* _Ejercicios y tareas_:
1) Según el texto de estudio, ¿por qué huimos del miedo que genera la incertidumbre?
2) Extrae del texto de estudio el fragmento que empieza en "Y pese a lo" y termina en "de esta manera?", copiándolo tal cual.

Y pese a lo cierto de lo que acabo de contar (que ya sea por ti, ya sea por algún amigo cercano, seguro que te has sentido identificado), nos negamos a aceptar esta realidad. Nos negamos a asumir que ya no está asegurada la estabilidad. Y no solo es que lo neguemos, es que además ansiamos lo contrario, buscamos una certidumbre que sencillamente no existe en el mundo que nos ha tocado vivir.
¿Qué sentido tiene esta búsqueda? ¿Por qué nos engañamos de esta manera?
La respuesta la adelantaba antes. Sencillamente, huimos del miedo que genera la incertidumbre porque no nos han educado a gestionarlo. Y es absurdo porque ese miedo es ya consustancial a la realidad que nos ha tocado vivir. Se trata de un elemento intrínseco a nuestro día a día. Pero en lugar de que nos enseñaran a manejarlo, a utilizarlo como una herramienta a nuestro favor, lo que nos inculcaron fue a vetarlo, como si no existiera. Cuando negar ese miedo es negar nuestra vida, con lo que, si seguimos aplicando esta ecuación, estamos condenados al más rotundo de los descalabros.

* _Información de origen_:
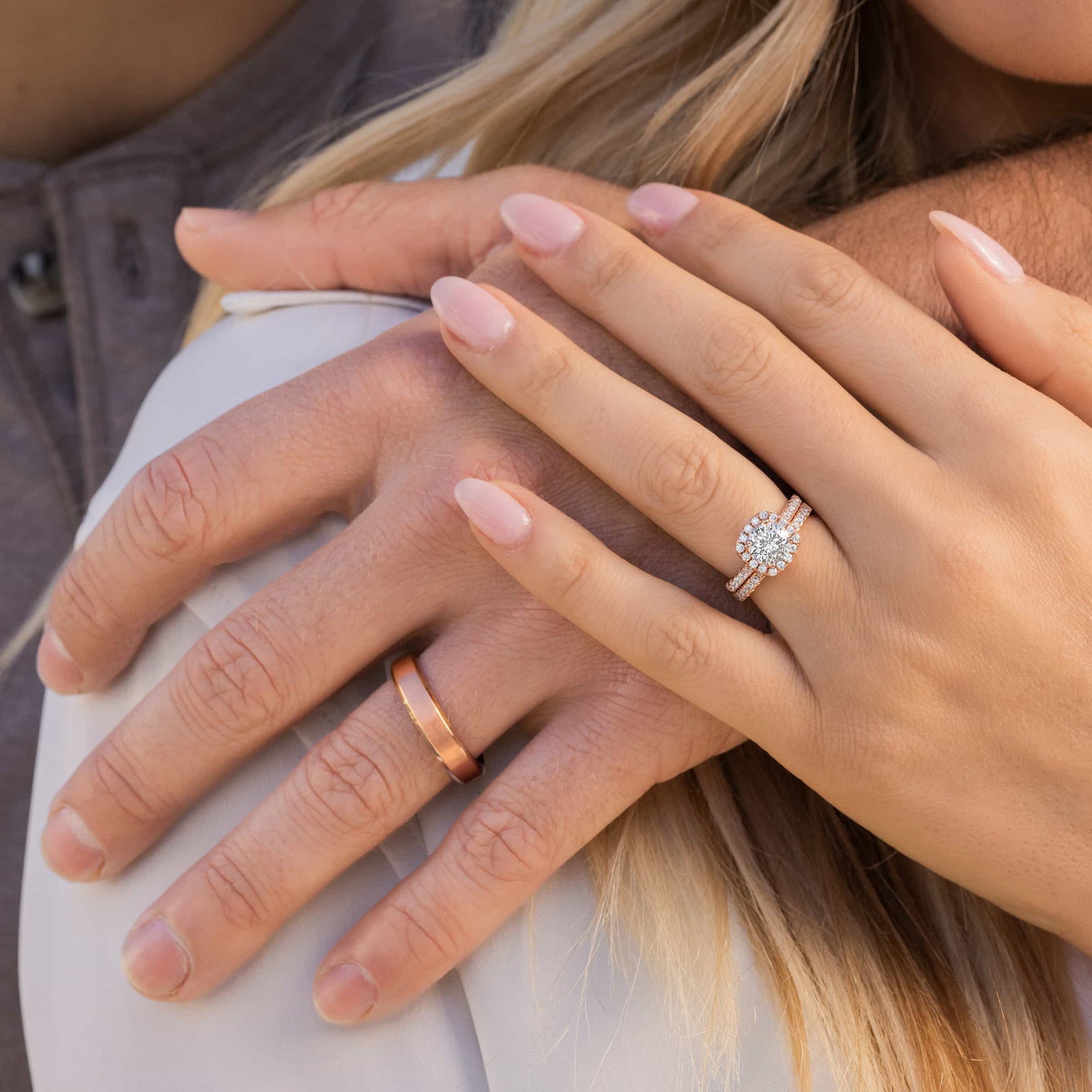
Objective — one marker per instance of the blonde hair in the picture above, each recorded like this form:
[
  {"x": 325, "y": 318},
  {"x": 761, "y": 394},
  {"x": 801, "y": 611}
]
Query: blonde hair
[{"x": 909, "y": 982}]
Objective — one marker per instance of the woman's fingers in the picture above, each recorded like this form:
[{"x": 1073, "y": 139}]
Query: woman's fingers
[
  {"x": 564, "y": 788},
  {"x": 1037, "y": 334},
  {"x": 730, "y": 358},
  {"x": 677, "y": 472},
  {"x": 896, "y": 359},
  {"x": 254, "y": 477},
  {"x": 737, "y": 674},
  {"x": 363, "y": 781},
  {"x": 246, "y": 681}
]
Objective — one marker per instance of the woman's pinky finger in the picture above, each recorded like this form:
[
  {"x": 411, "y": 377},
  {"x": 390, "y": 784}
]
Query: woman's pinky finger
[
  {"x": 562, "y": 789},
  {"x": 733, "y": 672}
]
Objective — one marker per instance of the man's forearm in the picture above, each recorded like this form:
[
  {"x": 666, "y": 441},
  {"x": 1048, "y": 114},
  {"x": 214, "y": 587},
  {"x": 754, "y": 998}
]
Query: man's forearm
[{"x": 1039, "y": 204}]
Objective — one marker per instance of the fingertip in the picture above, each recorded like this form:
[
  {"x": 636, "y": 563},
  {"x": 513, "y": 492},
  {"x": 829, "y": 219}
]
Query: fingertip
[{"x": 56, "y": 667}]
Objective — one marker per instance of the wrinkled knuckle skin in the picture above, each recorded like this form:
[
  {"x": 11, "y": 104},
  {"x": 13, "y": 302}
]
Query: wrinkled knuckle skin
[
  {"x": 424, "y": 929},
  {"x": 333, "y": 206},
  {"x": 570, "y": 581},
  {"x": 681, "y": 648},
  {"x": 76, "y": 603},
  {"x": 238, "y": 897},
  {"x": 733, "y": 363},
  {"x": 824, "y": 289},
  {"x": 498, "y": 845},
  {"x": 609, "y": 272},
  {"x": 682, "y": 479},
  {"x": 116, "y": 778},
  {"x": 234, "y": 679},
  {"x": 351, "y": 788},
  {"x": 176, "y": 502}
]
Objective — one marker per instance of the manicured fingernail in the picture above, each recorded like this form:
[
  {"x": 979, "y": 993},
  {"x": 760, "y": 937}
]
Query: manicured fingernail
[
  {"x": 471, "y": 314},
  {"x": 345, "y": 994},
  {"x": 70, "y": 849},
  {"x": 212, "y": 220},
  {"x": 991, "y": 255},
  {"x": 56, "y": 668},
  {"x": 542, "y": 225},
  {"x": 154, "y": 960},
  {"x": 657, "y": 206},
  {"x": 495, "y": 512}
]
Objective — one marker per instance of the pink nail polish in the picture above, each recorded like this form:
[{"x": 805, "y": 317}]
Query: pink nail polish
[
  {"x": 345, "y": 994},
  {"x": 57, "y": 669},
  {"x": 657, "y": 206},
  {"x": 540, "y": 224},
  {"x": 212, "y": 220},
  {"x": 495, "y": 512},
  {"x": 991, "y": 255},
  {"x": 154, "y": 960},
  {"x": 472, "y": 314},
  {"x": 70, "y": 849}
]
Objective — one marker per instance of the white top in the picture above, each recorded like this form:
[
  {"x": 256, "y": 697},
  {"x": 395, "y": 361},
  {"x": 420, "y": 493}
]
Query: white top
[{"x": 519, "y": 1015}]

* _Respuestas escritas_:
1) Porque no nos han educado a gestionarlo.

2)
Y pese a lo cierto de lo que acabo de contar (que ya sea por ti, ya sea por algún amigo cercano, seguro que te has sentido identificado), nos negamos a aceptar esta realidad. Nos negamos a asumir que ya no está asegurada la estabilidad. Y no solo es que lo neguemos, es que además ansiamos lo contrario, buscamos una certidumbre que sencillamente no existe en el mundo que nos ha tocado vivir.
¿Qué sentido tiene esta búsqueda? ¿Por qué nos engañamos de esta manera?